_DATA TO EXAMINE_
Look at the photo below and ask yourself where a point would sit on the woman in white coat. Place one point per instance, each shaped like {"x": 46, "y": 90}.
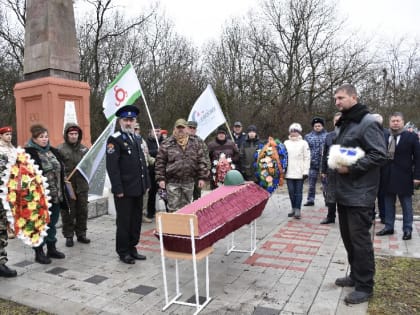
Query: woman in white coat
{"x": 299, "y": 157}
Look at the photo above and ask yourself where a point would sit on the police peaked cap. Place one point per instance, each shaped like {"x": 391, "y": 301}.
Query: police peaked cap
{"x": 128, "y": 111}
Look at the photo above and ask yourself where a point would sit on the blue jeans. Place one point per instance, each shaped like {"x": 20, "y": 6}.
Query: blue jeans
{"x": 295, "y": 188}
{"x": 313, "y": 176}
{"x": 407, "y": 208}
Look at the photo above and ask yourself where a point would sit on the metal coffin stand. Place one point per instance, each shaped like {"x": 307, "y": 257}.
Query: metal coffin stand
{"x": 185, "y": 224}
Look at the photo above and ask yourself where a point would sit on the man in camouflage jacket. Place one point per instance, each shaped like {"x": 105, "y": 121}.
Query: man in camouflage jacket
{"x": 75, "y": 220}
{"x": 179, "y": 162}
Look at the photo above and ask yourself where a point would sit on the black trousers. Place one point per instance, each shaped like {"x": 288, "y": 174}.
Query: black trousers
{"x": 151, "y": 201}
{"x": 129, "y": 215}
{"x": 355, "y": 223}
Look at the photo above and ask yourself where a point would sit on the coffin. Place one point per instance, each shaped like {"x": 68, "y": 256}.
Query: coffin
{"x": 220, "y": 212}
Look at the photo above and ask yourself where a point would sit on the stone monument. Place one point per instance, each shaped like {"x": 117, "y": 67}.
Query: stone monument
{"x": 51, "y": 85}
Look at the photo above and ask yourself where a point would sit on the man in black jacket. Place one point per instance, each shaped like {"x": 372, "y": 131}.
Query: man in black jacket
{"x": 356, "y": 186}
{"x": 127, "y": 171}
{"x": 328, "y": 191}
{"x": 400, "y": 174}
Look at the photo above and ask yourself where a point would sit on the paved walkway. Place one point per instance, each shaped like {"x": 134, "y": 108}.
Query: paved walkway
{"x": 292, "y": 271}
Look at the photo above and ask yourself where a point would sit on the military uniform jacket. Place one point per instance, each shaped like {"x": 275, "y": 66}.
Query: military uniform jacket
{"x": 175, "y": 165}
{"x": 71, "y": 155}
{"x": 126, "y": 165}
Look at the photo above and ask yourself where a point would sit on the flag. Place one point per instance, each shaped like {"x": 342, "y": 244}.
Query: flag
{"x": 207, "y": 113}
{"x": 124, "y": 90}
{"x": 90, "y": 162}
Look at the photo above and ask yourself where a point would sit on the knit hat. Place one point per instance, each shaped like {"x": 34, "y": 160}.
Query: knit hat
{"x": 221, "y": 129}
{"x": 37, "y": 129}
{"x": 181, "y": 123}
{"x": 192, "y": 123}
{"x": 295, "y": 127}
{"x": 317, "y": 120}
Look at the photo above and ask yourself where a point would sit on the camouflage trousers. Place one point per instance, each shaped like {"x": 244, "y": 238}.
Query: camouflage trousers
{"x": 75, "y": 220}
{"x": 3, "y": 235}
{"x": 179, "y": 195}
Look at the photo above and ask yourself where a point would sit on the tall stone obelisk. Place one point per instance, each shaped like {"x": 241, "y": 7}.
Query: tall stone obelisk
{"x": 51, "y": 85}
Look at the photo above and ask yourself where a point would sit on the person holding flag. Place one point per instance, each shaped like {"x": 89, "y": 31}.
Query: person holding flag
{"x": 72, "y": 151}
{"x": 127, "y": 171}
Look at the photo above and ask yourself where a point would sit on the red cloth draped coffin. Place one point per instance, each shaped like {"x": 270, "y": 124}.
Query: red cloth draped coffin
{"x": 219, "y": 213}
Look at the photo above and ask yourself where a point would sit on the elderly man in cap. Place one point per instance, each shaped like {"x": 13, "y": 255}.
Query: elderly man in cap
{"x": 218, "y": 146}
{"x": 127, "y": 171}
{"x": 316, "y": 140}
{"x": 239, "y": 136}
{"x": 179, "y": 162}
{"x": 192, "y": 130}
{"x": 7, "y": 155}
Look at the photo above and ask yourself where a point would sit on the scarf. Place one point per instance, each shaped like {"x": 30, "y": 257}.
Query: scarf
{"x": 182, "y": 140}
{"x": 393, "y": 143}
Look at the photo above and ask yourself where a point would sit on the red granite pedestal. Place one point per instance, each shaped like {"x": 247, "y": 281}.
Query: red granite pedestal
{"x": 42, "y": 101}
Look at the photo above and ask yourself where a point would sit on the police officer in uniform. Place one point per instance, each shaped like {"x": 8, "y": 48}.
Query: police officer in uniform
{"x": 127, "y": 171}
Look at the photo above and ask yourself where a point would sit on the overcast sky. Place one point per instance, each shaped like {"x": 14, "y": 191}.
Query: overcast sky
{"x": 202, "y": 20}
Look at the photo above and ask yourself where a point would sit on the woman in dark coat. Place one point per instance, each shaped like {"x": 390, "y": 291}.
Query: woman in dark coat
{"x": 50, "y": 163}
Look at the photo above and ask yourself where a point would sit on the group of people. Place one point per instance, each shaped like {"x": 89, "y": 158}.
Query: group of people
{"x": 180, "y": 163}
{"x": 389, "y": 167}
{"x": 57, "y": 166}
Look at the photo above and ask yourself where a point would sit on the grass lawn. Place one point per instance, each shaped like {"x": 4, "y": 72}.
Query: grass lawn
{"x": 12, "y": 308}
{"x": 397, "y": 286}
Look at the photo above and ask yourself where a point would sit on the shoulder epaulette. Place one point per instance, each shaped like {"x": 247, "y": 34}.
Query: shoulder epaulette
{"x": 116, "y": 134}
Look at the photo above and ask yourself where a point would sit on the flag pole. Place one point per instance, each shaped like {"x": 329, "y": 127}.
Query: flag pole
{"x": 230, "y": 133}
{"x": 148, "y": 114}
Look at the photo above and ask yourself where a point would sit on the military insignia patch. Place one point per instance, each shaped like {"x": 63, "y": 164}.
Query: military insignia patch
{"x": 110, "y": 148}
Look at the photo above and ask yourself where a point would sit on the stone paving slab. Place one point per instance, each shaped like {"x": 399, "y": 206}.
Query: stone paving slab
{"x": 292, "y": 271}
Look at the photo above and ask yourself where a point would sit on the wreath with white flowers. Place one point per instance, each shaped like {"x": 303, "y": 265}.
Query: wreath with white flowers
{"x": 270, "y": 164}
{"x": 26, "y": 198}
{"x": 220, "y": 168}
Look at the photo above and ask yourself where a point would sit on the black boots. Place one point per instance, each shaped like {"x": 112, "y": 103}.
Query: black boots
{"x": 40, "y": 256}
{"x": 7, "y": 272}
{"x": 69, "y": 242}
{"x": 53, "y": 252}
{"x": 83, "y": 239}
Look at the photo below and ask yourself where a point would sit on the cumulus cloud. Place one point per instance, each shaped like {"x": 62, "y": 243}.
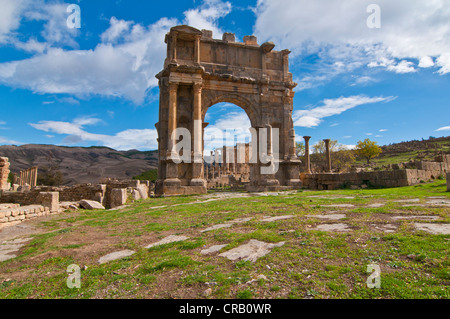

_PROBLEM REQUIREMENTS_
The copy must start at the line containing "the stone paving" and stop at the last line of the listing, both included, with every line exact and no pictures.

_RESPONSE TO THE EXERCISE_
Look at the photo above and ask yourself where a point would sit on the stone paving slab. Place one point per instance, each shaped like {"x": 399, "y": 206}.
Query: stone paving slab
{"x": 292, "y": 271}
Look at the photo above and ask yourself where a point would sit on the wreath with white flowers. Place one point per instance, each shaped like {"x": 303, "y": 265}.
Query: wreath with white flowers
{"x": 270, "y": 164}
{"x": 26, "y": 198}
{"x": 220, "y": 168}
Look at the photo above and ask yourself where a point would sit on the black boots. Place one point per instance, each shaped like {"x": 112, "y": 103}.
Query: black boots
{"x": 40, "y": 256}
{"x": 7, "y": 272}
{"x": 69, "y": 242}
{"x": 53, "y": 252}
{"x": 83, "y": 239}
Look at the photo below and ask yourself where a point would sit on the cumulus cloud. Place one point per instance, each shaped like {"x": 62, "y": 243}.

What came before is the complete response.